But, of course, that’s not what happened. Sitting on my couch later in the night, I watched in disbelief as Wolf Blitzer and John King puzzled over an electoral map that refused to turn out like all the pollsters had predicted. North Carolina, Ohio, Pennsylvania, Florida. All red. Was this really happening? When I finally ran out of stamina and went to bed in the wee hours of the morning, the election had been all but decided. Donald Trump was going to be our next president.

Since then, I’ve spent the day in a fog of amazement and disbelief. And although I still need some time to process this whole bizarre turn of events, here’s what I know for sure: I’m sad.

Now don’t get me wrong. When I say I’m sad, I’m not talking about “my-best-friend-just-died” sad. It’s not the piercing sadness of overwhelming grief or personal loss. It’s more of a general sense of despondent heaviness. I’m just bummed out. And in trying to make out why exactly that is, I’ve come up with a few specific reasons. Perhaps you can relate.

I’m sad because I’m tired. You know that feeling when you’ve spent a long time investing emotional energy into a pursuit, and then suddenly it’s over? You find yourself in an immediate emotional vacuum, trying to adjust to a new reality. The day after Christmas. The last game of the season. Well that’s exactly how I feel right now. This election has been long. And grueling. And long. And full of twists and turns. And long. And frankly, it has worn me out. I’ve tried to maintain a reasonable, principled outlook throughout all the mudslinging and accusations, but that has taken a lot of work. And now, all of a sudden, it’s over. On the one hand, I’m happy it’s behind us. But on the other hand, it’s hard to adjust to life where infinite speculations have given way to one (surprising) reality, all in the span of a few hours.

I’m sad because many of my friends are sad. It’s not fun to hear about people close to me who aren’t just disappointed by the results of this election, but devastated. Many people are heartbroken. They feel blindsided. And regardless of how you may have voted in the election, you can’t help but feel bad for those who had so eagerly anticipated a Clinton victory, only to see it fail to materialize in the most shocking of ways. I mourn with my friends who feel a sudden sense of alienation from the country they love (and thought they knew). Van Jones almost had me in tears last night when he spoke of the pain that many Muslims, immigrants, and black families were feeling. That’s heart-wrenching. And so, naturally, I’m weighed down for those whose hopes have been dashed.

I’m sad because the church has taken a hit. Here’s a term I’m not real fond of right now: “white evangelical.” Apparently, some 80 percent of that demographic voted for Trump. And while I’m sure there were many of good reasons for that, here’s how it seems to have come across to much of the rest of the country: “White Christians are only worried about their own agenda. Who cares if Muslims experience religious persecution? Who cares if immigrants get shipped out? White Christians just want to preserve their own privilege and comfort.” I don’t know about you, but I’m not okay with that. I don’t want to be seen as little more than a self-interested voting bloc. I want the church to be known for its love and service and message of good news—not its political jostling. Unfortunately, I fear that our collective reputation has already been established. This grieves me.

### COLLECTED DATA:
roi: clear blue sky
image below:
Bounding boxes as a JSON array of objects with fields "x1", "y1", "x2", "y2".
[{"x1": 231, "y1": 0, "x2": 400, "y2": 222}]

### WORK INSTRUCTIONS:
• 1. In the election essay, what share of white evangelicals is said to have apparently voted for Trump?
• 2. Please reproduce, word for word, the part of the election essay that opens with the words containing "I’m sad because I’m" and closes with "a few hours.".
Answer from the election essay alone.

### ANSWERS FOR THE EXERCISE:
• 1. Some 80 percent.

• 2.
I’m sad because I’m tired. You know that feeling when you’ve spent a long time investing emotional energy into a pursuit, and then suddenly it’s over? You find yourself in an immediate emotional vacuum, trying to adjust to a new reality. The day after Christmas. The last game of the season. Well that’s exactly how I feel right now. This election has been long. And grueling. And long. And full of twists and turns. And long. And frankly, it has worn me out. I’ve tried to maintain a reasonable, principled outlook throughout all the mudslinging and accusations, but that has taken a lot of work. And now, all of a sudden, it’s over. On the one hand, I’m happy it’s behind us. But on the other hand, it’s hard to adjust to life where infinite speculations have given way to one (surprising) reality, all in the span of a few hours.